### Page excerpt
"""

# Using Miter Gauge & Fence on Router Table



## RossCapolupo (Jan 5, 2016)

I have done a fair amount of reading, and cannot seem to get a straight answer on this: why is it a safety concern to use the miter gauge in combination with the fence on the router table?

I do it all the time on the table saw when I'm NOT throughcutting (like when I'm cutting dados), but I understand that the direction of rotation on the saw blades do not pull the stock into the fence. When reading about this scenario on the router table, I can only infer it has something to do with the rotation of the bit pulling the stock into the fence, and binding somehow? But then I go on youtube, and see videos of people doing it with no issues.

To make a long story short, I want to be able to cut tenons on my router table - have the sled at 90 degrees, and use the fence as a depth stop for the tenon lengths. Is this a safety concern? If not, what situation IS a safety concern that I am misunderstanding?


----------



## frosty50 (Dec 22, 2011)

I use my router table to cut tenons along with a co[ping sled. The sled is use because it is heavy, abuts the fence and I can clamp the wood down which is more secure than miter guage. Just remember, your router is turning a 10K to 25K revolutions and your saw is at 1750. You think a kick back from a table saw hurts, get one from a router.

Safety comes first, think about what you are doing and of the consequences if something goes wrong.


----------



## splintergroup (Jan 20, 2015)

Part of it may be due to the fence never being parallel to the miter slot. A typical router table fence does not square up like a table saw fence (it doesn't need to), however unless it is parallel, using it with a miter can cause problems.

This isn't really a safety concern, more of a quality of cut concern.

I hope someone can say what the safety issue is, I'm curious now too!
There are always things that can go wrong.


----------



## BinghamtonEd (Nov 30, 2011)

If you can attach a stop block the fence before the bit, you can use that as a depth stop when positioning your piece in the sled. You'll want to use scrap to get the tenon depth where you want, then back the sled up and use that to position the fence/block prior to the bit.


----------



## MrRon (Jul 9, 2009)

Using a sacrificial pusher block to back up the work piece and using the fence to guide would be a safer way to cut the tenon. Any time a work piece is "trapped" between a miter gauge and fence, any small deflection or unintentional motion can cause the cut to go off and possibly bind.


----------

"""

### Required actions
[1] In the router table thread, what range of revolutions does frosty50 say a router turns at?
[2] Rewrite the router table thread starting at "Part of it may" and ending at "(Nov 30, 2011)", and switch "parallel" to "aligned" throughout that stretch.
The rows that follow are not needed for any of this work.

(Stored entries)
"""

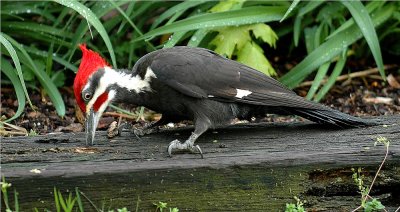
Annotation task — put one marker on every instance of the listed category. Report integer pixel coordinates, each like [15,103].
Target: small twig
[376,175]
[120,115]
[352,75]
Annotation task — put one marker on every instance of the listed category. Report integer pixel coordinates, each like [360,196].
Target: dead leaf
[86,150]
[74,127]
[378,100]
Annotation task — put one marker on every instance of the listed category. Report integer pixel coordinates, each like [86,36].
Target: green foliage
[238,41]
[41,37]
[331,34]
[161,206]
[4,190]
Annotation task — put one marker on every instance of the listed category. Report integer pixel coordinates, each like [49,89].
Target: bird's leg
[200,127]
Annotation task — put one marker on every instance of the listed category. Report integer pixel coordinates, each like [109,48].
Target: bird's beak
[92,120]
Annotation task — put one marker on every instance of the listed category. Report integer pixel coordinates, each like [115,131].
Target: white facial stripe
[123,80]
[111,96]
[242,93]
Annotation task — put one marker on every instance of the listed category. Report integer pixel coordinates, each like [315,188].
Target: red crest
[90,63]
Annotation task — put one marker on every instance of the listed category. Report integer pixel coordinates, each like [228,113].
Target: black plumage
[200,85]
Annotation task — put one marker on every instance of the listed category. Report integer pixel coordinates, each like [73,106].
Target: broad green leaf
[291,8]
[264,32]
[252,55]
[5,40]
[93,20]
[230,38]
[223,6]
[8,70]
[321,73]
[331,48]
[248,15]
[363,20]
[197,37]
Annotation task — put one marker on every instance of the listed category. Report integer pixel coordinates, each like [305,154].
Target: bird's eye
[87,96]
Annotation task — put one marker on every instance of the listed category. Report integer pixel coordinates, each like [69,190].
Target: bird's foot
[176,145]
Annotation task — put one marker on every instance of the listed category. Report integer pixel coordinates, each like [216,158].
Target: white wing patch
[127,81]
[242,93]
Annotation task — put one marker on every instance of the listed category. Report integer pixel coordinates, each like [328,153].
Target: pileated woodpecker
[185,83]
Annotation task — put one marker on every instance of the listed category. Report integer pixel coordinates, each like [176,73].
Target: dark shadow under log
[249,167]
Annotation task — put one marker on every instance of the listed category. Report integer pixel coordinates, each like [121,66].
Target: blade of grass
[173,10]
[45,80]
[371,6]
[323,69]
[16,203]
[310,6]
[79,200]
[8,70]
[93,20]
[247,15]
[49,60]
[331,48]
[56,200]
[129,11]
[56,58]
[35,27]
[337,70]
[5,40]
[363,20]
[131,23]
[174,39]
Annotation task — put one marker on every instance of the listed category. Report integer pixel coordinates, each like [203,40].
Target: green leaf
[248,15]
[5,40]
[291,8]
[181,7]
[332,79]
[93,20]
[58,78]
[363,20]
[223,6]
[252,55]
[264,32]
[230,38]
[331,48]
[45,80]
[197,37]
[321,73]
[8,70]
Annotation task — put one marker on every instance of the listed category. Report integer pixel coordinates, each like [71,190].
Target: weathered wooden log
[248,167]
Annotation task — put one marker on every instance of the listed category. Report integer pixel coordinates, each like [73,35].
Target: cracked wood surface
[251,167]
[275,144]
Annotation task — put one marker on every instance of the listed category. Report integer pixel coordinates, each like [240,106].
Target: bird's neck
[130,87]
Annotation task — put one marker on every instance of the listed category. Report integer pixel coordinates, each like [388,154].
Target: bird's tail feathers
[333,117]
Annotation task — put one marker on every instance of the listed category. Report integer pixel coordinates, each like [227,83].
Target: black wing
[201,73]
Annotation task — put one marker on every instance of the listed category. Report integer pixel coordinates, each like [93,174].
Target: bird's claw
[177,145]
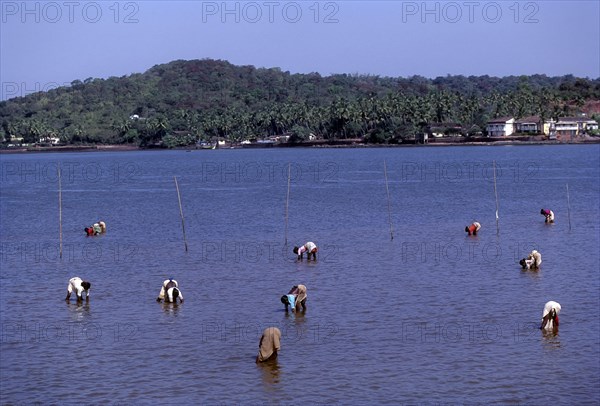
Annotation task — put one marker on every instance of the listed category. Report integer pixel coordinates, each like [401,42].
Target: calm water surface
[429,317]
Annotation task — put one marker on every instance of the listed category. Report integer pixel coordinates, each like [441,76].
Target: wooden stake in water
[181,213]
[287,201]
[569,207]
[496,194]
[59,212]
[389,207]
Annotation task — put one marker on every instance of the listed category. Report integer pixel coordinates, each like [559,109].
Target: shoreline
[319,144]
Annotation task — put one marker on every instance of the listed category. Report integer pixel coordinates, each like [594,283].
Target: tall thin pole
[287,201]
[496,194]
[181,213]
[389,207]
[59,212]
[569,207]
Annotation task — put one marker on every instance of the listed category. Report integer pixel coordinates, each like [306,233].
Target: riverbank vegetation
[185,102]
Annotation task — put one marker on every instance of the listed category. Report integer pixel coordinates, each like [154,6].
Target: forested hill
[182,102]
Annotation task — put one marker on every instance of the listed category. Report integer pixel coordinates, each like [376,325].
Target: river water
[432,316]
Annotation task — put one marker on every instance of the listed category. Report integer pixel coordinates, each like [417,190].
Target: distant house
[529,125]
[50,140]
[574,126]
[439,130]
[500,127]
[533,125]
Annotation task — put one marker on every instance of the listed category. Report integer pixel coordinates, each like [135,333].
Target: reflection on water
[373,303]
[78,310]
[550,340]
[270,373]
[171,309]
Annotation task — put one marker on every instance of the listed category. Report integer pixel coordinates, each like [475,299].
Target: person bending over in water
[295,298]
[310,248]
[270,343]
[550,317]
[549,214]
[169,292]
[473,228]
[79,286]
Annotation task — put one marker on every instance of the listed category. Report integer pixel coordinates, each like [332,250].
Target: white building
[500,127]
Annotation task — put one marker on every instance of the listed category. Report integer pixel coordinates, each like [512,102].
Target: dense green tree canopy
[182,102]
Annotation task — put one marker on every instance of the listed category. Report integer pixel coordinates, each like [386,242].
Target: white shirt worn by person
[75,285]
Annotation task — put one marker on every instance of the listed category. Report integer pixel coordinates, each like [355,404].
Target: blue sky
[44,44]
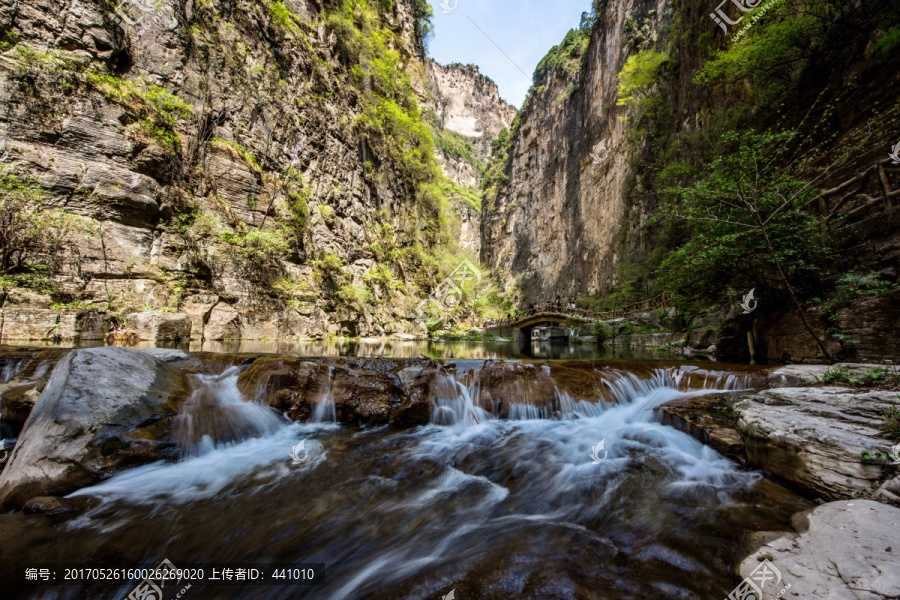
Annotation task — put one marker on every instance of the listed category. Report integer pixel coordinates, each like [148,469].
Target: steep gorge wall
[469,109]
[209,160]
[581,181]
[557,226]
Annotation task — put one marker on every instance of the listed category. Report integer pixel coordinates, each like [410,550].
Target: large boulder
[844,549]
[103,409]
[815,437]
[24,374]
[158,326]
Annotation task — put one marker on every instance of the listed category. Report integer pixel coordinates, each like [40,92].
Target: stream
[590,500]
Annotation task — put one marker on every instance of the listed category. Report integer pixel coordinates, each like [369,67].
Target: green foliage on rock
[640,73]
[746,225]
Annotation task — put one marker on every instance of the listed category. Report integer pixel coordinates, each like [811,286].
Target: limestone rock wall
[209,155]
[558,225]
[468,107]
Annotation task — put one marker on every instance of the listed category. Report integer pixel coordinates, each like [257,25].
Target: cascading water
[217,413]
[10,369]
[456,403]
[324,411]
[494,508]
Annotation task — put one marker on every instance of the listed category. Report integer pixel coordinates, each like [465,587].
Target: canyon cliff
[630,110]
[234,171]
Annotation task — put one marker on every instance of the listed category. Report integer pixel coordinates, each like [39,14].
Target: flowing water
[533,506]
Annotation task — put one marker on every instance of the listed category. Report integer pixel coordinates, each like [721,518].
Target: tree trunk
[790,288]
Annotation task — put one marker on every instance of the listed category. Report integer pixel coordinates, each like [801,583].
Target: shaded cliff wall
[556,228]
[580,186]
[256,166]
[469,116]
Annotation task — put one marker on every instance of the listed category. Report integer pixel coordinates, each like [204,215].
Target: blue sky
[523,29]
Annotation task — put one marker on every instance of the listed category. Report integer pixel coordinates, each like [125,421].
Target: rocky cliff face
[579,178]
[558,224]
[245,165]
[471,116]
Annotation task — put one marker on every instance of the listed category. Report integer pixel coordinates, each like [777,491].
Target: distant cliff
[237,170]
[471,115]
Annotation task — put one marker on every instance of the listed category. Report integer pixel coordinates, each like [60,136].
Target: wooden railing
[860,194]
[550,310]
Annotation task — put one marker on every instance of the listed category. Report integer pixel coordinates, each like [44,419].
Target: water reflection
[437,349]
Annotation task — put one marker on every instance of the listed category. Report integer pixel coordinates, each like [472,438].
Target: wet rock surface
[102,410]
[812,437]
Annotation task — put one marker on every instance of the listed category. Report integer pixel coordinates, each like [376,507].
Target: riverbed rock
[158,326]
[845,549]
[103,410]
[804,375]
[24,374]
[815,437]
[812,438]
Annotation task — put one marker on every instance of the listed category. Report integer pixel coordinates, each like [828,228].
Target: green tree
[747,227]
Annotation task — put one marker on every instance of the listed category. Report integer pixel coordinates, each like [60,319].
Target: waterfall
[456,403]
[216,413]
[11,368]
[324,412]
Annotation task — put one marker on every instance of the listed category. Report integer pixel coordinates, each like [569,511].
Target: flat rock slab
[815,437]
[841,550]
[804,375]
[102,410]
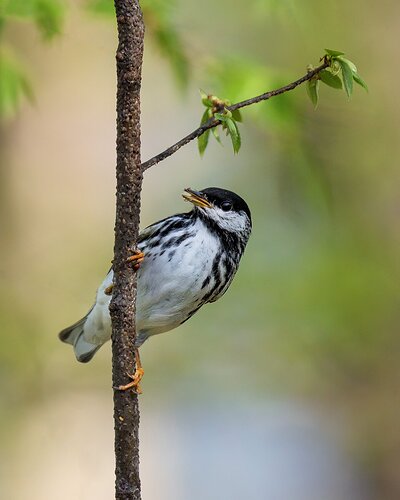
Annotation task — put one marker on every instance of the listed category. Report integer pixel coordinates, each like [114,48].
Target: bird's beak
[197,198]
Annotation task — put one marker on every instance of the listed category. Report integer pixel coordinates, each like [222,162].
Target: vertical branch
[129,183]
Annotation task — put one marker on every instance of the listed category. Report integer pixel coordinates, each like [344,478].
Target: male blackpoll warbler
[183,262]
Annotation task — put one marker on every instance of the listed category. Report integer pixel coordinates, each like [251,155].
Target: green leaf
[329,79]
[205,100]
[349,63]
[334,53]
[14,85]
[312,91]
[221,117]
[206,116]
[237,115]
[49,16]
[202,141]
[216,135]
[234,133]
[357,78]
[347,77]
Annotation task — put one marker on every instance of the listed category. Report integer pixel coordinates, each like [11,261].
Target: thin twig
[212,122]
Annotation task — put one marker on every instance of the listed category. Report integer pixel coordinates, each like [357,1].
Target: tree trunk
[129,183]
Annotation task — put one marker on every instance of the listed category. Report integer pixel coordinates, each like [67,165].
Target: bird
[183,262]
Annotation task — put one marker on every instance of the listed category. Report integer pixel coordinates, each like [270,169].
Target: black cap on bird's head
[222,208]
[216,197]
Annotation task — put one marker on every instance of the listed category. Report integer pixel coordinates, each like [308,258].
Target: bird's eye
[226,206]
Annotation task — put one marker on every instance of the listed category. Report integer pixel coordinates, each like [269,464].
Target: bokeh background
[288,388]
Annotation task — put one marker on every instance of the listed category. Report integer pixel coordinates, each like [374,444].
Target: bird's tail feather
[84,351]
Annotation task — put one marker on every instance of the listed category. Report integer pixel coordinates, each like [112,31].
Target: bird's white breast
[170,285]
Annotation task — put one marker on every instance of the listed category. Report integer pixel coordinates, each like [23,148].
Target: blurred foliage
[314,310]
[47,16]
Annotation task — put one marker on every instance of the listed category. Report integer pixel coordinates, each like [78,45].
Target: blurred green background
[298,364]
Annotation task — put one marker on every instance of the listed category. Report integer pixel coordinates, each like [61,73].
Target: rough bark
[122,308]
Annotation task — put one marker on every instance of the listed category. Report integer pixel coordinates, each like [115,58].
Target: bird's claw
[137,258]
[136,378]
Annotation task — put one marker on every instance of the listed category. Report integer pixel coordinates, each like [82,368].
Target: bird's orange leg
[136,377]
[137,258]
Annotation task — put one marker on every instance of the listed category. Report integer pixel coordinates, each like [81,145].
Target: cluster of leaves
[340,74]
[47,16]
[217,111]
[159,18]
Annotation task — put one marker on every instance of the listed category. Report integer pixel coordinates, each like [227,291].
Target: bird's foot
[136,378]
[137,258]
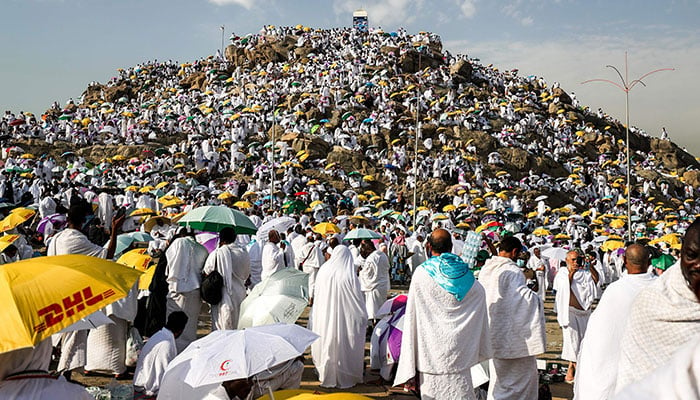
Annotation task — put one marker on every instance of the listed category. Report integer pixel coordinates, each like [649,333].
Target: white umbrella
[280,224]
[555,253]
[280,298]
[225,355]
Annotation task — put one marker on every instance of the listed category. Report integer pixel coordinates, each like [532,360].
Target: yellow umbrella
[326,228]
[541,232]
[610,245]
[139,212]
[449,207]
[17,217]
[7,240]
[617,224]
[315,203]
[136,258]
[243,204]
[43,295]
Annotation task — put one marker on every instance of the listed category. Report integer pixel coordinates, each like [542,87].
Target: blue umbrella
[362,233]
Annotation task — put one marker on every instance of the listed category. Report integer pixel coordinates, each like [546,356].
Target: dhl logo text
[56,312]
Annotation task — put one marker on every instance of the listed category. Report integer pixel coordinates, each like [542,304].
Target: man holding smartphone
[576,287]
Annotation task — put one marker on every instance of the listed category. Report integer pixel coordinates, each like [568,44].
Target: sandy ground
[371,387]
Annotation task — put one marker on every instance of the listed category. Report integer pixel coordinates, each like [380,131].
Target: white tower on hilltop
[359,20]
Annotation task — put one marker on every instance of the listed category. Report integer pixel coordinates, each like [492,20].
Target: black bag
[212,287]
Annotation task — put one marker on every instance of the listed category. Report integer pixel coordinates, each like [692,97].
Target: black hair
[176,321]
[509,244]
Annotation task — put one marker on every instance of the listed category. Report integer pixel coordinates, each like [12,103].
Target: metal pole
[222,42]
[626,87]
[627,132]
[415,152]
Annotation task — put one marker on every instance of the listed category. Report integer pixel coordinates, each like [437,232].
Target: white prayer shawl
[72,241]
[105,209]
[582,286]
[73,344]
[443,336]
[153,360]
[676,380]
[596,370]
[665,315]
[272,260]
[374,282]
[233,263]
[185,261]
[340,318]
[312,257]
[516,313]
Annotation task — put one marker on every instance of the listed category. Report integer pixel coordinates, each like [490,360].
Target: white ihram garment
[596,371]
[233,263]
[443,338]
[340,318]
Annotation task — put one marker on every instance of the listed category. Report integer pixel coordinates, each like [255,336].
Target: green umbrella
[216,218]
[294,206]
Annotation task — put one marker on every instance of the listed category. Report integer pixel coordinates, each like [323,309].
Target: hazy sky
[52,48]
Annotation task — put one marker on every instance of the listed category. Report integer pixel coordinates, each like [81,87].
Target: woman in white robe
[340,318]
[233,263]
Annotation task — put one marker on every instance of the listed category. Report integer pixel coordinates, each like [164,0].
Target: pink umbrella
[58,220]
[210,240]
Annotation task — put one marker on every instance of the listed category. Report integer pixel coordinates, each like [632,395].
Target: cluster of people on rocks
[480,255]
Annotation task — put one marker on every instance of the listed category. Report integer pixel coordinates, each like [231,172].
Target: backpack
[211,288]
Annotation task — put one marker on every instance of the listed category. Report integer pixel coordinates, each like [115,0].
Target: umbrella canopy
[326,228]
[225,355]
[216,218]
[43,295]
[16,217]
[362,233]
[280,224]
[280,298]
[209,240]
[126,239]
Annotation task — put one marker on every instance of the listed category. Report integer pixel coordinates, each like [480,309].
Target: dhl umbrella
[6,241]
[140,212]
[43,295]
[326,228]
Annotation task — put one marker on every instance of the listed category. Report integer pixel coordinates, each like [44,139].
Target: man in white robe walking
[340,318]
[664,315]
[183,273]
[576,289]
[233,263]
[596,373]
[374,278]
[72,241]
[516,325]
[272,255]
[445,329]
[155,357]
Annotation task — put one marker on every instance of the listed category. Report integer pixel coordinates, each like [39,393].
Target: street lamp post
[626,87]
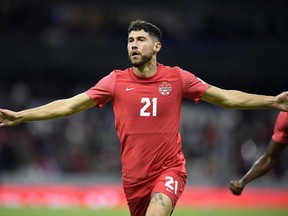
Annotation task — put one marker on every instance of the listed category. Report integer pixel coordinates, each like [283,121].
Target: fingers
[235,188]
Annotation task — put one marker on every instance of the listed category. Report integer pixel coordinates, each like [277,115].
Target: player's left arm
[234,99]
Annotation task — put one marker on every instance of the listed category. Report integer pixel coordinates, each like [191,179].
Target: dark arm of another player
[234,99]
[260,167]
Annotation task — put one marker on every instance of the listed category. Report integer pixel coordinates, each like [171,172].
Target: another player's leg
[160,205]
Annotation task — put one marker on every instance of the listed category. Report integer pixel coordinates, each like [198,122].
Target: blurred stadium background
[55,49]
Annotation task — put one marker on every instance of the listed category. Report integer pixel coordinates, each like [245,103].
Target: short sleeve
[193,87]
[103,91]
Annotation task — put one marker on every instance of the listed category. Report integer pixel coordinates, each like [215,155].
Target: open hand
[236,187]
[8,118]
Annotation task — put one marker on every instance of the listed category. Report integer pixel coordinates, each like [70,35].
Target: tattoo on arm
[157,199]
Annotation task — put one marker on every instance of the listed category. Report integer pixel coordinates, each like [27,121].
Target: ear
[157,46]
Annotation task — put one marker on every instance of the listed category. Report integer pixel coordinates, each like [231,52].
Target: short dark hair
[138,25]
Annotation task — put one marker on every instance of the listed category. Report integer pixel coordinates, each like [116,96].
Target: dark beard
[141,63]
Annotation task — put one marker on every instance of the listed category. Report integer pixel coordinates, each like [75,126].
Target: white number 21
[147,103]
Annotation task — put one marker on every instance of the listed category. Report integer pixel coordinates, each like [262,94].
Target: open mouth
[135,53]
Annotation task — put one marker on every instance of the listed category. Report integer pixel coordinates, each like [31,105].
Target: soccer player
[147,100]
[267,161]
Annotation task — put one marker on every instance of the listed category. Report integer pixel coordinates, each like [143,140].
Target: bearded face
[141,48]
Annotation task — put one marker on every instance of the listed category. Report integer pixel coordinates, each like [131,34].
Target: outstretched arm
[260,167]
[55,109]
[234,99]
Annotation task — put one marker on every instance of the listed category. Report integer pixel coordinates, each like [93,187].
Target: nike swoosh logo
[129,89]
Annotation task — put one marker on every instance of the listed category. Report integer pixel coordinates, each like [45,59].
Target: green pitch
[124,212]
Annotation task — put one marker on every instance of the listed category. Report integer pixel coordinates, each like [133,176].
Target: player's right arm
[55,109]
[260,167]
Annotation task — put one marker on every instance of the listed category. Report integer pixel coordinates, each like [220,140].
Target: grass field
[124,212]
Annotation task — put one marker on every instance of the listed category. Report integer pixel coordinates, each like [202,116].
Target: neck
[147,70]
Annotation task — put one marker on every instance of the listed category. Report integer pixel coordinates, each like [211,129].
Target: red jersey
[147,117]
[281,128]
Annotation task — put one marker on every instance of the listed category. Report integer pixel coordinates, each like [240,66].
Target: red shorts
[170,183]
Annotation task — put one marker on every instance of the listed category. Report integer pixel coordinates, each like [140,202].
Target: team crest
[165,88]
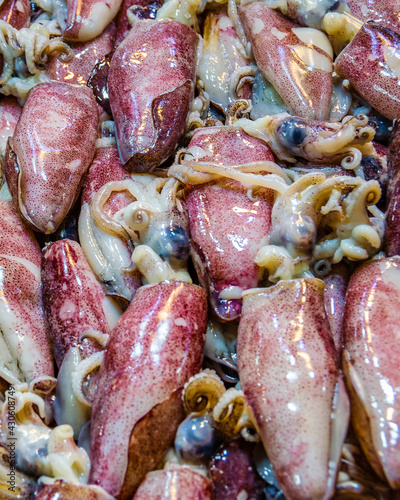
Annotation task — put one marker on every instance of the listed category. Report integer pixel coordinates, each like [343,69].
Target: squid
[392,236]
[150,93]
[288,368]
[335,299]
[143,9]
[39,449]
[298,61]
[45,186]
[369,363]
[151,220]
[86,56]
[376,77]
[25,343]
[223,68]
[384,12]
[156,346]
[16,12]
[74,300]
[108,255]
[228,220]
[60,488]
[174,484]
[10,112]
[318,142]
[84,21]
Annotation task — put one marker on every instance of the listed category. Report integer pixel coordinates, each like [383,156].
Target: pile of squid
[199,249]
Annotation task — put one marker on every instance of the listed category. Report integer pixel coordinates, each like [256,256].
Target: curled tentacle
[154,269]
[230,416]
[197,172]
[84,368]
[316,141]
[202,392]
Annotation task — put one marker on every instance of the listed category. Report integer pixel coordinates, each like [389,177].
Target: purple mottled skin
[16,12]
[144,9]
[288,368]
[150,84]
[25,330]
[307,91]
[234,473]
[335,299]
[73,297]
[156,346]
[392,234]
[106,167]
[370,359]
[384,12]
[87,19]
[174,484]
[227,228]
[369,62]
[86,56]
[50,151]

"""

### Results of the tasks
[1] 10K to 25K revolutions.

[2]
Part of it may be due to the fence never being aligned to the miter slot. A typical router table fence does not square up like a table saw fence (it doesn't need to), however unless it is aligned, using it with a miter can cause problems.

This isn't really a safety concern, more of a quality of cut concern.

I hope someone can say what the safety issue is, I'm curious now too!
There are always things that can go wrong.


----------



## BinghamtonEd (Nov 30, 2011)